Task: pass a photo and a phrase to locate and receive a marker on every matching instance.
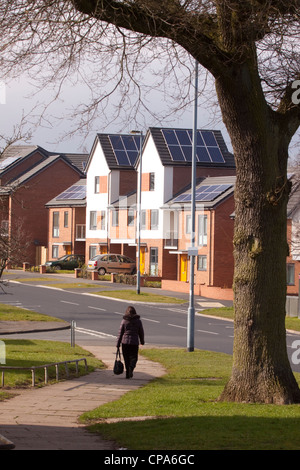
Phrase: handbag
(118, 366)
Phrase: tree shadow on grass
(205, 433)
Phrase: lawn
(189, 415)
(291, 323)
(26, 353)
(12, 313)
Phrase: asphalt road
(98, 318)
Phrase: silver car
(112, 263)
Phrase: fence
(45, 367)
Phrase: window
(154, 219)
(290, 274)
(54, 251)
(202, 230)
(96, 185)
(153, 261)
(202, 263)
(93, 220)
(130, 218)
(151, 181)
(115, 218)
(188, 224)
(92, 251)
(55, 224)
(143, 220)
(66, 219)
(103, 220)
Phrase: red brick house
(293, 235)
(30, 176)
(66, 227)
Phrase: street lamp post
(192, 250)
(139, 199)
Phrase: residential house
(293, 235)
(31, 176)
(213, 271)
(66, 227)
(110, 180)
(166, 173)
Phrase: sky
(19, 97)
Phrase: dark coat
(131, 331)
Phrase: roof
(14, 153)
(75, 195)
(174, 147)
(120, 150)
(210, 192)
(125, 202)
(77, 159)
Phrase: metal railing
(45, 367)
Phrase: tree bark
(261, 370)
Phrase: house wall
(28, 203)
(294, 253)
(76, 216)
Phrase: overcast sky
(18, 97)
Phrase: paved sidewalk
(47, 418)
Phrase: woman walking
(130, 334)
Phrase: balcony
(80, 232)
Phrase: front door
(142, 260)
(183, 268)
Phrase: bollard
(73, 326)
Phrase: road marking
(177, 326)
(149, 319)
(210, 304)
(209, 332)
(98, 308)
(99, 334)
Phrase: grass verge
(128, 294)
(12, 313)
(189, 416)
(27, 353)
(291, 323)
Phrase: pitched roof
(120, 150)
(75, 195)
(210, 192)
(15, 153)
(174, 147)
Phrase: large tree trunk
(261, 370)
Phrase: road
(98, 319)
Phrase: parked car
(112, 263)
(67, 262)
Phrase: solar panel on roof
(74, 192)
(8, 161)
(179, 143)
(126, 148)
(204, 193)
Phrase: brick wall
(28, 202)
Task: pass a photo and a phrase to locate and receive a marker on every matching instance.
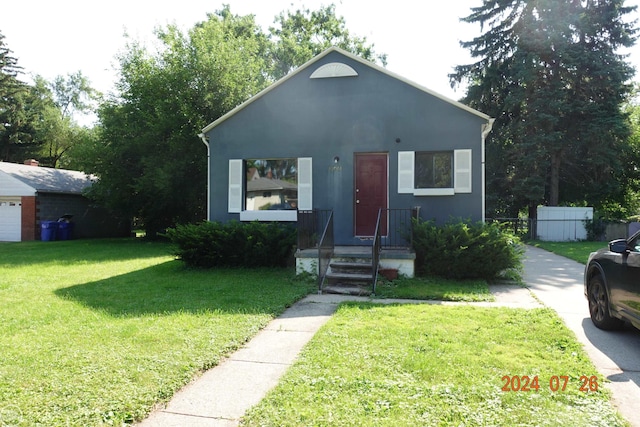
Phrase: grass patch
(95, 332)
(433, 288)
(430, 365)
(577, 251)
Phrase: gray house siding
(331, 118)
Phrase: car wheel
(599, 305)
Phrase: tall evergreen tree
(549, 71)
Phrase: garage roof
(47, 180)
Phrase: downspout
(205, 140)
(486, 129)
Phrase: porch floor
(361, 252)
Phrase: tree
(16, 110)
(549, 72)
(151, 163)
(299, 36)
(60, 101)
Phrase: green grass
(577, 251)
(425, 365)
(432, 288)
(96, 332)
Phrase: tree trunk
(554, 181)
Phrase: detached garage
(30, 194)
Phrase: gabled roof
(48, 180)
(266, 184)
(355, 58)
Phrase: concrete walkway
(221, 396)
(558, 283)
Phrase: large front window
(272, 184)
(434, 173)
(263, 189)
(434, 169)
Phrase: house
(354, 138)
(30, 194)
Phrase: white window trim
(237, 193)
(461, 168)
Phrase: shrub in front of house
(233, 244)
(461, 250)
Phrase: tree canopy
(37, 120)
(549, 71)
(150, 160)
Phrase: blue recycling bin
(48, 230)
(65, 230)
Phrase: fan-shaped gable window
(333, 69)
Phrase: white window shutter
(305, 185)
(235, 185)
(462, 168)
(406, 166)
·····
■ Problem to solve
Print all the lines above exactly as they are, but without the pictures.

■ Solution to this task
Task: pass a photo and a phrase to locate and receive a marker on every matching instance.
Phrase: handbag
(118, 366)
Phrase: tree shadow on grass
(205, 433)
Phrase: lawn
(189, 415)
(291, 323)
(26, 353)
(12, 313)
Phrase: asphalt road
(98, 318)
Phrase: silver car
(112, 263)
Phrase: fence
(45, 367)
Phrase: window
(154, 219)
(290, 274)
(54, 251)
(202, 230)
(96, 185)
(153, 261)
(202, 263)
(93, 220)
(130, 218)
(151, 181)
(115, 218)
(188, 224)
(92, 251)
(55, 224)
(143, 220)
(66, 219)
(103, 220)
Phrase: red brick house
(293, 235)
(30, 176)
(66, 227)
Phrase: street lamp post
(192, 250)
(139, 199)
Phrase: residential house
(293, 235)
(31, 176)
(213, 271)
(66, 227)
(110, 180)
(166, 173)
Phrase: sky
(19, 97)
Phrase: dark coat
(131, 331)
Phrase: roof
(14, 153)
(75, 195)
(174, 147)
(120, 150)
(210, 192)
(125, 202)
(77, 159)
Phrase: metal railing
(45, 367)
Phrase: tree bark
(261, 370)
Phrase: house wall
(28, 203)
(294, 253)
(76, 216)
Phrase: overcast sky
(18, 97)
Phrase: paved sidewalk
(47, 418)
Phrase: woman walking
(130, 334)
Phrase: balcony
(80, 232)
Phrase: front door
(142, 260)
(183, 268)
Phrase: bollard
(73, 326)
Phrase: road marking
(177, 326)
(149, 319)
(210, 304)
(209, 332)
(98, 308)
(99, 334)
Phrase: grass verge
(128, 294)
(12, 313)
(189, 416)
(27, 353)
(291, 323)
Phrase: pitched roof
(120, 150)
(75, 195)
(210, 192)
(15, 153)
(174, 147)
Phrase: large tree trunk
(261, 370)
Phrase: road
(98, 319)
Phrase: parked car
(112, 263)
(67, 262)
Phrase: solar panel on roof
(74, 192)
(8, 161)
(179, 143)
(126, 148)
(204, 193)
Phrase: brick wall
(28, 202)
Task: pass a photo and a phrase to locate and receive a marker on every matching instance.
Phrase: grass patch
(95, 332)
(433, 288)
(430, 365)
(577, 251)
Phrase: gray house siding
(331, 118)
Phrase: car wheel
(599, 305)
Phrase: tall evergreen tree
(549, 71)
Phrase: garage roof
(47, 180)
Phrase: downspout
(205, 140)
(486, 129)
Phrase: porch floor
(361, 252)
Phrase: tree
(16, 110)
(549, 72)
(151, 163)
(299, 36)
(60, 101)
Phrase: green grass
(577, 251)
(425, 365)
(432, 288)
(96, 332)
Phrase: tree trunk
(554, 181)
Phrase: detached garage
(30, 194)
Phrase: gabled roof
(48, 180)
(266, 184)
(355, 58)
Phrase: concrete walkway
(221, 396)
(558, 283)
Phrase: large front window
(272, 184)
(434, 173)
(263, 189)
(434, 169)
Phrase: house
(354, 138)
(30, 194)
Phrase: white window trim
(237, 193)
(461, 168)
Phrase: shrub in front of house
(233, 244)
(461, 250)
Phrase: tree canopy
(37, 120)
(549, 71)
(150, 160)
Phrase: blue recycling bin
(48, 230)
(65, 230)
Phrase: fan-shaped gable window
(333, 69)
Phrase: white window shutter
(305, 185)
(235, 185)
(462, 168)
(406, 166)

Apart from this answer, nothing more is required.